> **RECORDED DATA**:
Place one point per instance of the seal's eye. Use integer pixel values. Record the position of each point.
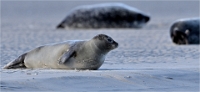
(109, 40)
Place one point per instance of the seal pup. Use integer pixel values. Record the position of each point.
(105, 15)
(185, 31)
(79, 55)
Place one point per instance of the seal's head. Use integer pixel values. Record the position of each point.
(179, 37)
(105, 43)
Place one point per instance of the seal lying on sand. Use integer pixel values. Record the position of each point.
(107, 15)
(67, 55)
(185, 31)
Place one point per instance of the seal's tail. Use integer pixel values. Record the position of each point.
(17, 63)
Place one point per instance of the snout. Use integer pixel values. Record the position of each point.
(115, 45)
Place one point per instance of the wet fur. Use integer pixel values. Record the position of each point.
(17, 63)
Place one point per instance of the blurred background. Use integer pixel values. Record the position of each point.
(50, 13)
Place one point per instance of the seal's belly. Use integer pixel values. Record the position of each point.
(46, 57)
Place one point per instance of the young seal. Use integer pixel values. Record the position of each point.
(106, 15)
(185, 31)
(79, 55)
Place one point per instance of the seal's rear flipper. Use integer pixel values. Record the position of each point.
(17, 63)
(60, 26)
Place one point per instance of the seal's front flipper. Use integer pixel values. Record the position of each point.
(67, 55)
(17, 63)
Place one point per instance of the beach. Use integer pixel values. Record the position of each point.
(146, 59)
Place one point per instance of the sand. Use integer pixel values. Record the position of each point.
(145, 61)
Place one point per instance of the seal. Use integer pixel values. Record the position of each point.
(185, 31)
(105, 15)
(79, 54)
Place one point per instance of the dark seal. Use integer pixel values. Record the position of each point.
(185, 31)
(107, 15)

> **EXERCISE INSTRUCTIONS**: Only the text of the listing above is wanted, transcribed exactly, without its images.

> **YOUR SOLUTION**:
Place one point per instance of the seal's eye. Use integer pixel values. Record the position of each point.
(109, 40)
Place one point per instance of the seal pup. Use integer pixel values. Record the position of each point.
(105, 15)
(185, 31)
(79, 55)
Place one point per instance of the seal's head. Use integer pixel values. Record the position of each point.
(179, 37)
(105, 43)
Place one point per instance of the seal lying on sand. Use integer pixel values. Record the position of each point.
(107, 15)
(67, 55)
(185, 31)
Place one point per instance of the seal's tail. Use integer pixel values. Record the position of each point.
(17, 63)
Place one point per instance of the snout. Use integer pixel values. Record the position of each point.
(115, 45)
Place one point per instance of the wet fur. Use integer pixel values. Record the position of each point.
(17, 63)
Place one point per instance of the blurred background. Use integer pixel values. Record the position of each point.
(50, 13)
Place one point per instance of the seal's belly. Use integer pixel values. Record the position of each point.
(46, 57)
Place one point per instance of the young seal. Use integer pixel values. Record the position of each point.
(106, 15)
(185, 31)
(79, 55)
Place one point per instance of the seal's rear flipper. Use integer pixel values. Record the position of each point.
(17, 63)
(60, 26)
Place one point per instance of the seal's front flipper. Use integer pixel values. Record the position of each point.
(67, 55)
(17, 63)
Place one point per instance of the beach. Use integer pixel values. Record the position of each point.
(146, 59)
Place one point per instance of the sand. Use integer pixel values. Record the position of each point.
(145, 61)
Place one point per instance of the seal. Use integer pixel values. Record the position of each point.
(185, 31)
(105, 15)
(79, 54)
Place one point per instance of the dark seal. Use integer pixel values. Record the position of each point.
(185, 31)
(107, 15)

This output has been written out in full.